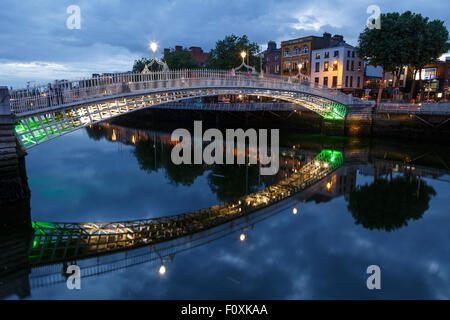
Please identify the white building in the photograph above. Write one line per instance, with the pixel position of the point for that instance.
(338, 67)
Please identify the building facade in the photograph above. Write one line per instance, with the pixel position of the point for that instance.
(197, 53)
(296, 53)
(272, 56)
(338, 67)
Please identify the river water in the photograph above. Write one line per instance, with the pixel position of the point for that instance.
(387, 205)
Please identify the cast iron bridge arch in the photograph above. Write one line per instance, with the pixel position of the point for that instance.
(43, 113)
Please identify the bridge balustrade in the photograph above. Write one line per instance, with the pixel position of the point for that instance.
(66, 93)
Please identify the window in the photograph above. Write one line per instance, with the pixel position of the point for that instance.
(334, 83)
(287, 52)
(335, 63)
(305, 49)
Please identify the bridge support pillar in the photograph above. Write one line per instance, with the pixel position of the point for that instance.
(13, 180)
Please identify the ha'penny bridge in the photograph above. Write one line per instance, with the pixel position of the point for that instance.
(44, 112)
(58, 242)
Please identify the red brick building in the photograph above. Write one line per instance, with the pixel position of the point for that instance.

———

Exercise >> Exact duplication of all the records is required; pictures are omitted from the copy.

Full solution >>
Please identify the white building in the photograph above. Write one line per instance, with the pixel position of the point for that instance.
(338, 67)
Please identify the building facade in the photograph above. Write one line per instance, with the pixel position of the point for that instance.
(197, 53)
(296, 53)
(272, 56)
(338, 67)
Please identify the river water in the photograph above. Write one line per instance, with the pixel position of the point for that instance.
(387, 205)
Please identify the cast iron bridge arch in the photograph above. Write one line per instance, with the pixel position of the point for that instance.
(43, 113)
Please identify the bridge balustrade in the photograph above. Write one line per instance, with the pixel position of the point for that instance.
(66, 93)
Please identify the window in the photograph above. Write one line per instance, with the pixel position of the point for that instance.
(334, 83)
(287, 52)
(335, 63)
(305, 49)
Please identify the bridge support pillar in the photograph above. Write one line per instance, with the pixel position of the point for that instance.
(13, 180)
Please identify the ha'penny bridge in the photograph above. Write one line per instance, with the pixel position of the point for that instance.
(44, 112)
(58, 242)
Please identify the red brick building in the photograph above. Write one line per instance, with the pixel position of the point for that instance.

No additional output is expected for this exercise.